*Task details*: Every line from the one containing "Task — for every instance of the cub's face, mark" to the one containing "Task — for every instance of the fingers, mark" in the records below, both included, must be set down exactly, and no other line.

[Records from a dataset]
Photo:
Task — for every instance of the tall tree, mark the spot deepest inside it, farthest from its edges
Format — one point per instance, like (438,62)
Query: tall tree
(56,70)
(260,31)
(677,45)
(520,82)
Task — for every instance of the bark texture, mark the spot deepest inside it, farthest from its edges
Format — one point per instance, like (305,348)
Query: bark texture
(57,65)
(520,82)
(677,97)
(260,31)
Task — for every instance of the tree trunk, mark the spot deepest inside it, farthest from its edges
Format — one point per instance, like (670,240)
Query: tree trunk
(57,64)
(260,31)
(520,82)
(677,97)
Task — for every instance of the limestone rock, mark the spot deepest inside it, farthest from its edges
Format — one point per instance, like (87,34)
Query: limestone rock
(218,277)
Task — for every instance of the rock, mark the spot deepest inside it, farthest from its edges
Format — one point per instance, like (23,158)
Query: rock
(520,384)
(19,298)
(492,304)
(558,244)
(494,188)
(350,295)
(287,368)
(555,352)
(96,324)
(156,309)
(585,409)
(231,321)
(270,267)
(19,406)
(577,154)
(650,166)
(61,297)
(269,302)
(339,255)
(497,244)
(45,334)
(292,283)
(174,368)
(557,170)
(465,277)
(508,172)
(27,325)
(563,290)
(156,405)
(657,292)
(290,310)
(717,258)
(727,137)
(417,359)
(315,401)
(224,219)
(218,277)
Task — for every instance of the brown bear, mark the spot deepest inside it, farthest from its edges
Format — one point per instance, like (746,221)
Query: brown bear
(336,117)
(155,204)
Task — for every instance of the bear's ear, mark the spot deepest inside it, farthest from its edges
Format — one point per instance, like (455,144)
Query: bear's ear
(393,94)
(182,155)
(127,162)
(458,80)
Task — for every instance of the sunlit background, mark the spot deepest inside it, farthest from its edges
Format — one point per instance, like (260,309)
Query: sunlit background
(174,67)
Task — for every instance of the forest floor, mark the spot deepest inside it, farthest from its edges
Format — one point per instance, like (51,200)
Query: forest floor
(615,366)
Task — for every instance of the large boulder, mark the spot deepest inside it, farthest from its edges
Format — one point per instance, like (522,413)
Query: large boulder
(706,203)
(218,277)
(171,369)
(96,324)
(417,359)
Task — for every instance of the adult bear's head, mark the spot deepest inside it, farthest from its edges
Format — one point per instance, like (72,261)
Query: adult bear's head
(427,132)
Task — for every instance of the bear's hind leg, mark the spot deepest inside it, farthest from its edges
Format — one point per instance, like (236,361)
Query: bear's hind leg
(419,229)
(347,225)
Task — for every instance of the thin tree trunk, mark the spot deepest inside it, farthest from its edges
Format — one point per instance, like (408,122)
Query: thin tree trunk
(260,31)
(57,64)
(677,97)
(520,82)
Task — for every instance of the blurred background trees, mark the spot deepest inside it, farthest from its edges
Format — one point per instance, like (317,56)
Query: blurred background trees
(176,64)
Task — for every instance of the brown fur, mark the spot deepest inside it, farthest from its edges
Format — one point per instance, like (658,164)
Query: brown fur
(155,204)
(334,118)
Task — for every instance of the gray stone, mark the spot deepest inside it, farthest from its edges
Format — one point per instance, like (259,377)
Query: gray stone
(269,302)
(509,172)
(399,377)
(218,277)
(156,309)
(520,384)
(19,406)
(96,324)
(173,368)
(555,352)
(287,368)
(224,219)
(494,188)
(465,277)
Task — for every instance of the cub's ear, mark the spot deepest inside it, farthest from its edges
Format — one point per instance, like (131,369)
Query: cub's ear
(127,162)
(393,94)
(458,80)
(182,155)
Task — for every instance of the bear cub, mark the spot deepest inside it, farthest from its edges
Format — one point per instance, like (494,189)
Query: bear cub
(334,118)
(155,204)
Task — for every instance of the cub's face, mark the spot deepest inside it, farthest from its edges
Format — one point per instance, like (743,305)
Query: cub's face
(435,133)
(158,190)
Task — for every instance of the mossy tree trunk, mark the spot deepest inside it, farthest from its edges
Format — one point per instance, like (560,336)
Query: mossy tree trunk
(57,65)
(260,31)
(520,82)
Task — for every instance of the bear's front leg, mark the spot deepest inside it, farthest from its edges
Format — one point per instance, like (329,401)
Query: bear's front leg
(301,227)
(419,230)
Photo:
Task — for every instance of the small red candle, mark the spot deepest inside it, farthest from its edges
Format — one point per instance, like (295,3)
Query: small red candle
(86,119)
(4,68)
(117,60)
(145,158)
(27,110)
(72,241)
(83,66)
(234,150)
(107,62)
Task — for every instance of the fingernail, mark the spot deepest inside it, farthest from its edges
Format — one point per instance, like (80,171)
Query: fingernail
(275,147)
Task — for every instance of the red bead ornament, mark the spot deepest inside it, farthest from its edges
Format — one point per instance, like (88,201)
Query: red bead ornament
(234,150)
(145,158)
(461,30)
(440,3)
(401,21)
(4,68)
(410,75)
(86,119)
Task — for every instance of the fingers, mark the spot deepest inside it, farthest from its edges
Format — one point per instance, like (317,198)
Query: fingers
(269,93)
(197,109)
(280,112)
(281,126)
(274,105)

*Answer to the exercise*:
Task — for every instance of the cub's face, mark the spot deepest inside it, farthest from its edges
Format — one point per instance, like (743,305)
Query: cub's face
(435,133)
(158,190)
Task — for every instance of the mossy tree trunk, mark the spot deepest inside it, farthest from its edges
Format — one point per instance, like (560,336)
Query: mossy tree trunk
(57,65)
(260,31)
(520,82)
Task — for every instance of the bear's front leg, mark the spot deepest inside it, farthest from its edges
Format — one point per instance, like (329,401)
Query: bear's front leg
(301,227)
(419,230)
Photo:
Task — for every instance of the small red candle, mark the spot deepest inside it, farthest from its edges
Format — one point per instance, like (295,3)
Query: small red candle
(86,119)
(4,68)
(117,60)
(145,158)
(27,110)
(72,241)
(83,66)
(234,150)
(107,62)
Task — for every instance of the fingernail, mark the spot deepest inside it, farthest from its edges
Format — one point per instance, like (80,171)
Query: fingernail
(275,147)
Task — for every instance of the red bead ornament, mark the spot deepest inside it, farthest from its edges
Format — one point per instance, like (88,201)
Query: red bead ornament
(234,150)
(145,158)
(461,30)
(440,3)
(401,21)
(4,68)
(410,75)
(86,119)
Task — for every instance of the fingers, mark the spot deepest inside it, farthest from its edges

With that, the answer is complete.